> **Auszug aus Quelle**
***

Steckdose statt Zapfsäulen! Keine röhrenden Motoren! Kein Benzingestank! Keine Klimabelastung! Elektro-Mobilität wird oft auf die Wunderwaffe Elektro-Auto verkürzt. Natürlich ist die Zukunft der Mobilität elektrisch. Denn die fossilen Energieträger gehen zu Ende und belasten Klima und Umwelt. Zudem werden sie langfristig unbezahlbar. Andererseits sind erneuerbare Energien nahezu unendlich vorhanden und fast kostenlos. Sonne und Wind schicken keine Rechnung.


Nissan Leaf, beliebtes Elektroauto in Norwegen
NRhZ-Archiv

Wer heute ein Elektroauto fährt, spart bereits 80% der bisherigen Benzinkosten. Wenn er den Solarstrom selbst erzeugt sogar bis zu 90%. An vielen Elektro-Tankstellen kann man sogar kostenlos tanken. Und dennoch ist E-Mobilität mehr als das E-Auto.

***

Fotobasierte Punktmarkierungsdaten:
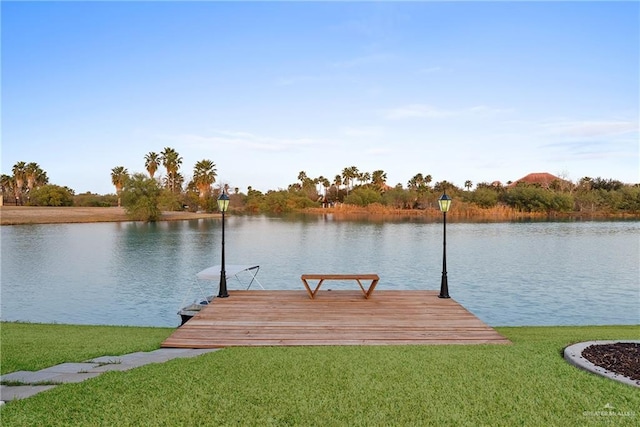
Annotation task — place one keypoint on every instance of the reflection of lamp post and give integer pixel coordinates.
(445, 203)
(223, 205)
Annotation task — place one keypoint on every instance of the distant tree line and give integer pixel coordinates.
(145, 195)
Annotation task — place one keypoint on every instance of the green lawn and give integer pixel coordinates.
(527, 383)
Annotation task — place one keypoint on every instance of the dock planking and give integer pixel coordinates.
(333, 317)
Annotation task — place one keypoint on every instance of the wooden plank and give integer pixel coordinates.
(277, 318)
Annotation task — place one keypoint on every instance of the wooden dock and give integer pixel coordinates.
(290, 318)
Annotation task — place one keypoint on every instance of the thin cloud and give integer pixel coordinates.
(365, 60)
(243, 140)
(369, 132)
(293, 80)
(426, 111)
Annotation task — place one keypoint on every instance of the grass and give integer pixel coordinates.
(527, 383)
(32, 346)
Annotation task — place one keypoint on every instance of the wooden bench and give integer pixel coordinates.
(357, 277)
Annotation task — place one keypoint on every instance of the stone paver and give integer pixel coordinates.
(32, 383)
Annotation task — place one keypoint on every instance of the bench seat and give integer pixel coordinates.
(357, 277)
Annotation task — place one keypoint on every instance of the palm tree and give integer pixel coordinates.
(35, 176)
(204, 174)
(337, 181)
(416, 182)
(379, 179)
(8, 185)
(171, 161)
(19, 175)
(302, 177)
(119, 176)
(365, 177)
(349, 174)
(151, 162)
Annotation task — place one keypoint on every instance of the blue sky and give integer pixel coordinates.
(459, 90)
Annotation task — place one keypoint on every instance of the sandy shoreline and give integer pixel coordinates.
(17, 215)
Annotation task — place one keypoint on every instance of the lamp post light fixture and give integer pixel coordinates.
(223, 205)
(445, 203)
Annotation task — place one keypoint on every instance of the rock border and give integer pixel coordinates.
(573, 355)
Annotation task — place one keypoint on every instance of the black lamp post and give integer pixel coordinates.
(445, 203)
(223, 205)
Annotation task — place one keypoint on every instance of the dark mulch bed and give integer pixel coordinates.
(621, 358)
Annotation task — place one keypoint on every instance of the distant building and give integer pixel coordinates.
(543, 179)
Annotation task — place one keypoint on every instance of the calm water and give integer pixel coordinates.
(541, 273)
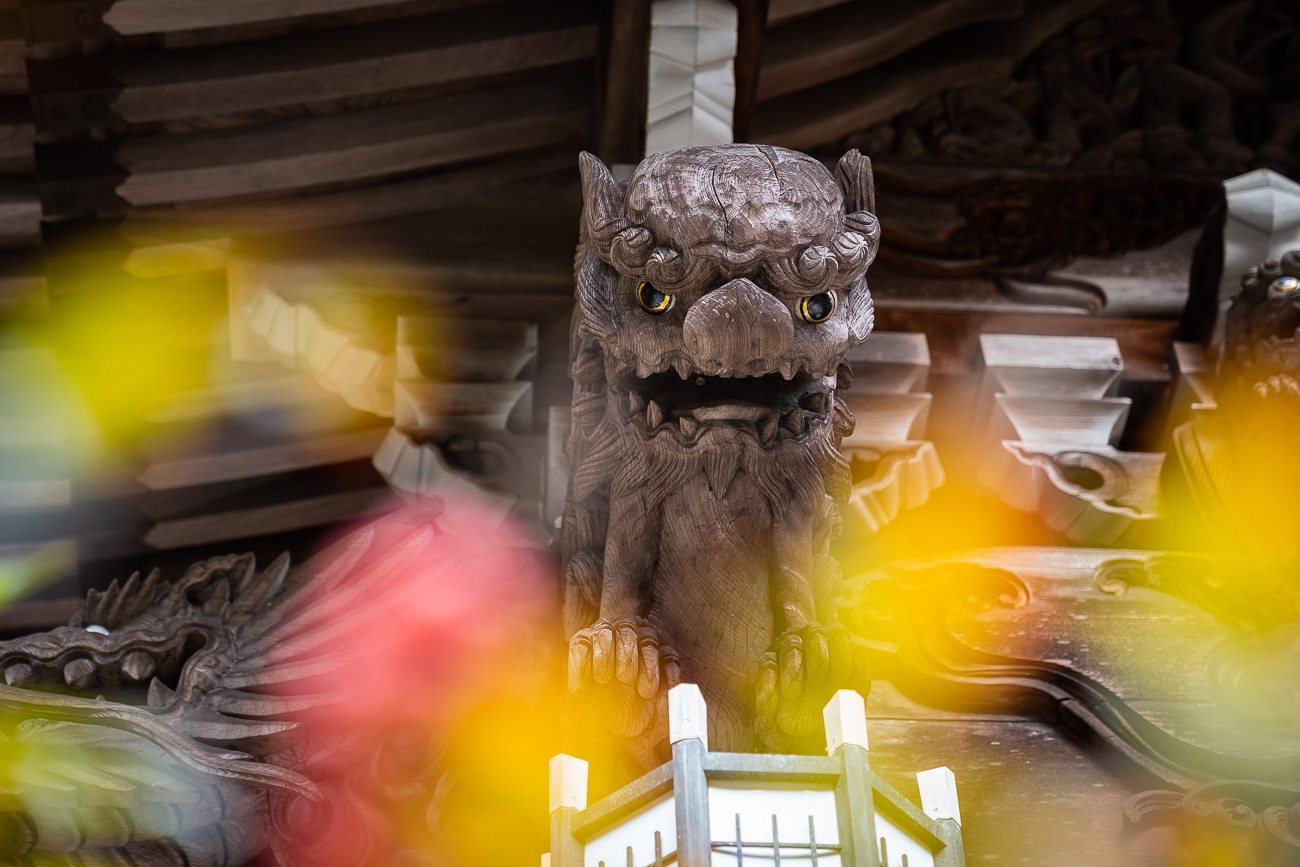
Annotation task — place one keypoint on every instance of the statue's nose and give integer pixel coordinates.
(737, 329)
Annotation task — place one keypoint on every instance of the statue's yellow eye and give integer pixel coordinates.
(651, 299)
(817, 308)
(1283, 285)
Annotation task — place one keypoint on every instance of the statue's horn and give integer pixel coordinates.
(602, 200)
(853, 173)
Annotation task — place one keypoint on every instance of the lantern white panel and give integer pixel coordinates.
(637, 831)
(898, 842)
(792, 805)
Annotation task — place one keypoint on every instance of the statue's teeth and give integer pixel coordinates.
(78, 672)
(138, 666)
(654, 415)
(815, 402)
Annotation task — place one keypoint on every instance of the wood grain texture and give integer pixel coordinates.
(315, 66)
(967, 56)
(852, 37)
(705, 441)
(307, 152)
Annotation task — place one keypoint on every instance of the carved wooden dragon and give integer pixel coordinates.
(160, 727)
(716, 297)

***

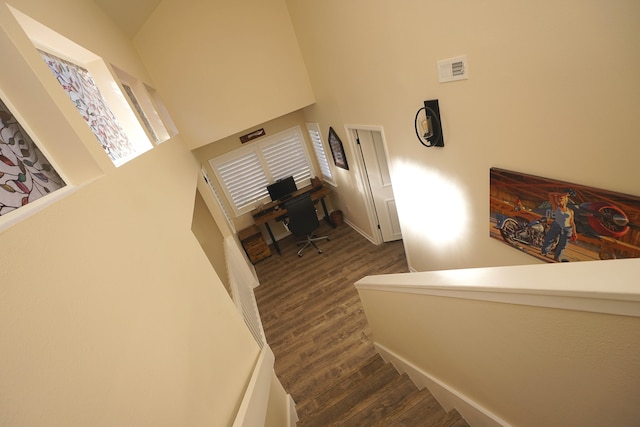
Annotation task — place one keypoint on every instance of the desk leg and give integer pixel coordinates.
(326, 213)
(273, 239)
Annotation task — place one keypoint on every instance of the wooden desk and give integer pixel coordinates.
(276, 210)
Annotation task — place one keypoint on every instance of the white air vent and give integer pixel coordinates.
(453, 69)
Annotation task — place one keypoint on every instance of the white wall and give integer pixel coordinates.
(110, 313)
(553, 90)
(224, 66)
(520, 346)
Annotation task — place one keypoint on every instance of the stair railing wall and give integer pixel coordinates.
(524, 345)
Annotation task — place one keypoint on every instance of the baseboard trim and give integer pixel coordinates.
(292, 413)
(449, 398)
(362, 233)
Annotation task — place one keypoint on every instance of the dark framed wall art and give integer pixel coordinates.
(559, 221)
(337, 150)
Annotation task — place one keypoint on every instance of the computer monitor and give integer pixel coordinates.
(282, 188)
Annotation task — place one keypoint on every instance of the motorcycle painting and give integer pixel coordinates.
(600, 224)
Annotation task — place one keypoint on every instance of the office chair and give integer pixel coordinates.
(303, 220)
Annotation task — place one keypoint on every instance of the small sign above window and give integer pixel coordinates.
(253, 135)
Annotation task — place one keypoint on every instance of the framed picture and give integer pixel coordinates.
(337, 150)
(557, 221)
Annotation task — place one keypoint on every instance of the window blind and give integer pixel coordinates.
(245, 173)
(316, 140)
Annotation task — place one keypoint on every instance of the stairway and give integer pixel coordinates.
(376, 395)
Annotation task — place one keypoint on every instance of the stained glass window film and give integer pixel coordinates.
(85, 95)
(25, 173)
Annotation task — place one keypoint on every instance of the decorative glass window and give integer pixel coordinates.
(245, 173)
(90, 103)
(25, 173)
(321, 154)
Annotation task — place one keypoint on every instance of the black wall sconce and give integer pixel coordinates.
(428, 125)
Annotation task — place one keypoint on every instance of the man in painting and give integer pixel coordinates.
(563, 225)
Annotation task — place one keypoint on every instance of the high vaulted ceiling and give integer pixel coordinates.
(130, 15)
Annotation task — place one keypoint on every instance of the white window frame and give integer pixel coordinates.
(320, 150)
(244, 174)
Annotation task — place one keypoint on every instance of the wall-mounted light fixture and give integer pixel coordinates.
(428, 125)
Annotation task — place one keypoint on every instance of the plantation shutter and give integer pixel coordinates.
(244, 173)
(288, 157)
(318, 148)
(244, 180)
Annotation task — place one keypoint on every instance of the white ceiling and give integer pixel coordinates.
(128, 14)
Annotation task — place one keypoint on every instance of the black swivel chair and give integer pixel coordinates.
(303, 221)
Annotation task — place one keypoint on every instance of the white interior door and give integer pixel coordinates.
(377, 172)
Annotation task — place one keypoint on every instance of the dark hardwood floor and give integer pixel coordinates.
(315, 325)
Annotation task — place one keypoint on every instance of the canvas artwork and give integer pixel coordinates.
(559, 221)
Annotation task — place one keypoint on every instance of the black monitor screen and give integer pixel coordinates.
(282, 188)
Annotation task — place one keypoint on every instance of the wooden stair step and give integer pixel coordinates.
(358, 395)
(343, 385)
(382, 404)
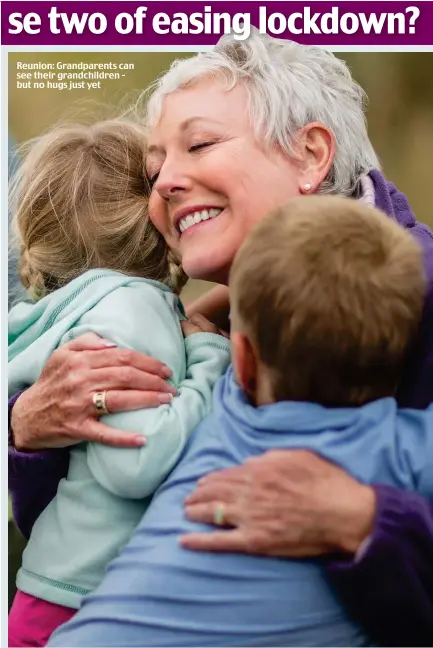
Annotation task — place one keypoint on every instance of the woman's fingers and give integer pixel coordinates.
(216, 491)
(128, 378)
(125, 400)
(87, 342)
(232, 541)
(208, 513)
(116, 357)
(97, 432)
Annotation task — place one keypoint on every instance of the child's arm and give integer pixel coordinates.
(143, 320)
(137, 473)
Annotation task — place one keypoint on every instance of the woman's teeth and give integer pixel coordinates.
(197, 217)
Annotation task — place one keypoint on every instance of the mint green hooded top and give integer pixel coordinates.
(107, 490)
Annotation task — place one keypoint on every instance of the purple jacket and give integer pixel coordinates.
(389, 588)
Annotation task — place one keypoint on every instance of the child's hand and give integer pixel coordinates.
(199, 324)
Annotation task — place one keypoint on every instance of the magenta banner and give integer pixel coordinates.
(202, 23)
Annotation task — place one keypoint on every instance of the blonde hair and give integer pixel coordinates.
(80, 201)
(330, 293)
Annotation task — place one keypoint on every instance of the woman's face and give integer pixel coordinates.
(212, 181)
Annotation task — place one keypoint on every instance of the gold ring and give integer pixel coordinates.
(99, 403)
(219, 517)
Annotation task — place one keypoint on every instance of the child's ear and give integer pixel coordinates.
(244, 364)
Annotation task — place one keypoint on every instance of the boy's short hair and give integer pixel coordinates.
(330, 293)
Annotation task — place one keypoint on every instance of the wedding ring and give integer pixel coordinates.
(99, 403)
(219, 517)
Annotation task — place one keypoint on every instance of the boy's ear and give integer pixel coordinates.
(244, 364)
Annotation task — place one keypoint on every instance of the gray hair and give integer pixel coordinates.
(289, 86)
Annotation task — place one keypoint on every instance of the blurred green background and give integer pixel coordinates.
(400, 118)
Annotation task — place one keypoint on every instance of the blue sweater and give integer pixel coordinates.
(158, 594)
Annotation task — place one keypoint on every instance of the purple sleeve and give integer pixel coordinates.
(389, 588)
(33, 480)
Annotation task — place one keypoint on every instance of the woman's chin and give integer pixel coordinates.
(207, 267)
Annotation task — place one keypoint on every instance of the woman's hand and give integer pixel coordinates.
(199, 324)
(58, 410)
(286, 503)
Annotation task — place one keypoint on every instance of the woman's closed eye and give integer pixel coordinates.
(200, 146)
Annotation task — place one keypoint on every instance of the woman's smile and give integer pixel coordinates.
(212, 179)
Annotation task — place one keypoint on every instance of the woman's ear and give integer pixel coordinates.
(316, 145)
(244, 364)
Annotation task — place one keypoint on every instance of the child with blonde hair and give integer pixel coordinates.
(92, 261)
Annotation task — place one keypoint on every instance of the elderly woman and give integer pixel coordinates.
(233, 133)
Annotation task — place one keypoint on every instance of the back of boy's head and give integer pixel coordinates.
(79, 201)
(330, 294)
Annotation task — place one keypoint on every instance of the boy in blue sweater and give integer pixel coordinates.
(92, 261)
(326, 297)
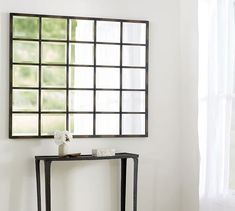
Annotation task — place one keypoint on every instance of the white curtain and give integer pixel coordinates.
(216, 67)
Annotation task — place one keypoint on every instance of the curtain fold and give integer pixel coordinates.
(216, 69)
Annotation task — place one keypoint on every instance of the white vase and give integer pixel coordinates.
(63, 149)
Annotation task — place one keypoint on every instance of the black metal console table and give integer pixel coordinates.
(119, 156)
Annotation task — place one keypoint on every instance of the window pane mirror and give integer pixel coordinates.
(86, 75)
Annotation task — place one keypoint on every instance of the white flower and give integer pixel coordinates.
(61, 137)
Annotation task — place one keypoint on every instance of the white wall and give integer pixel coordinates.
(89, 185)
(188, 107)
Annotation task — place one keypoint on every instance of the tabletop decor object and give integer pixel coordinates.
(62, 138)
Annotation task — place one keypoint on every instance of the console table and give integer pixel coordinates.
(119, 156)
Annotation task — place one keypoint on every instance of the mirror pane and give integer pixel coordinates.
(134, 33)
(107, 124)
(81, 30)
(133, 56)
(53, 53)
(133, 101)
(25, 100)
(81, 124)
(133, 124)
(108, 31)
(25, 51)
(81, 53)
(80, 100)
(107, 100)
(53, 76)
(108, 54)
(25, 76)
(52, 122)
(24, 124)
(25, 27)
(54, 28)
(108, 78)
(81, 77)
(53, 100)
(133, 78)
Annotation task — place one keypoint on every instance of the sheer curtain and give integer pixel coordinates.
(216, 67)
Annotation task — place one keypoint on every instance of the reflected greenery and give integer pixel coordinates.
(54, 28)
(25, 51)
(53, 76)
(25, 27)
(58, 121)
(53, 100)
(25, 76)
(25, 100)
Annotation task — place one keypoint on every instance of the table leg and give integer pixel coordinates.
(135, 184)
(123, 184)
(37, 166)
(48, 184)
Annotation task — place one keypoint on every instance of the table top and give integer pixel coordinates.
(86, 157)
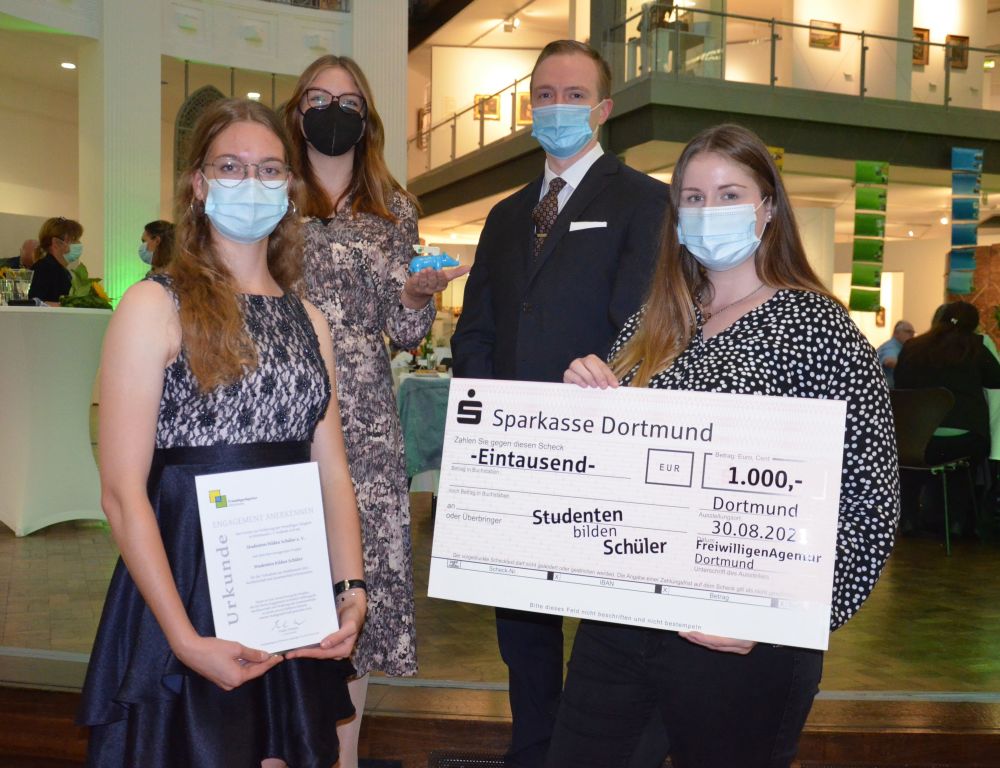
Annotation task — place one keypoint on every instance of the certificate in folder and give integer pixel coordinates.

***

> **Auszuführende Aufgaben**
a. Gib den Abschnitt des Textauszugs zur Elektromobilität von "Wer heute ein" bis einschließlich "als das E-Auto." wortgetreu wieder.
b. Überführe ausschließlich die Zeilen der fotobasierten Punktmarkierungsdaten von der Zeile mit "metal console table and give integer pixel coordinates." bis einschließlich der Zeile mit "folder and give integer pixel coordinates." in eine JSON-Liste von Strings mit je einem Eintrag pro Zeile. Leerzeilen und Bildverweise werden dabei weggelassen.

> **Lösungen je Aufgabe**
a.
Wer heute ein Elektroauto fährt, spart bereits 80% der bisherigen Benzinkosten. Wenn er den Solarstrom selbst erzeugt sogar bis zu 90%. An vielen Elektro-Tankstellen kann man sogar kostenlos tanken. Und dennoch ist E-Mobilität mehr als das E-Auto.

b.
[
  "Annotation task — place one keypoint on every instance of the black metal console table and give integer pixel coordinates.",
  "(119, 156)",
  "Annotation task — place one keypoint on every instance of the window pane mirror and give integer pixel coordinates.",
  "(86, 75)",
  "Annotation task — place one keypoint on every instance of the white flower and give integer pixel coordinates.",
  "(61, 137)",
  "Annotation task — place one keypoint on every instance of the white wall and give integer pixel coordinates.",
  "(89, 185)",
  "(188, 107)",
  "Annotation task — place one keypoint on every instance of the tabletop decor object and give integer pixel coordinates.",
  "(62, 138)",
  "Annotation task — place one keypoint on every instance of the console table and give integer pixel coordinates.",
  "(119, 156)",
  "Annotation task — place one keypoint on every instance of the mirror pane and give integer pixel coordinates.",
  "(134, 33)",
  "(107, 124)",
  "(81, 30)",
  "(133, 56)",
  "(53, 53)",
  "(133, 101)",
  "(25, 100)",
  "(81, 124)",
  "(133, 124)",
  "(108, 31)",
  "(25, 51)",
  "(81, 53)",
  "(80, 100)",
  "(107, 100)",
  "(53, 76)",
  "(108, 54)",
  "(25, 76)",
  "(52, 122)",
  "(24, 124)",
  "(25, 27)",
  "(54, 28)",
  "(108, 78)",
  "(81, 77)",
  "(53, 100)",
  "(133, 78)",
  "Annotation task — place one keypoint on every instance of the sheer curtain and give integer pixel coordinates.",
  "(216, 67)",
  "Annotation task — place one keypoint on every instance of the reflected greenery and give integer pixel coordinates.",
  "(54, 28)",
  "(25, 51)",
  "(53, 76)",
  "(25, 27)",
  "(58, 121)",
  "(53, 100)",
  "(25, 76)",
  "(25, 100)",
  "Annotation task — place one keypoint on every instance of the table leg and give integer pixel coordinates.",
  "(135, 184)",
  "(123, 184)",
  "(37, 166)",
  "(48, 184)",
  "Annotation task — place one keypoint on every instance of the table top and give integer pixel coordinates.",
  "(86, 157)",
  "Annotation task — place one keypoint on every instance of the certificate in folder and give integer pixel coordinates."
]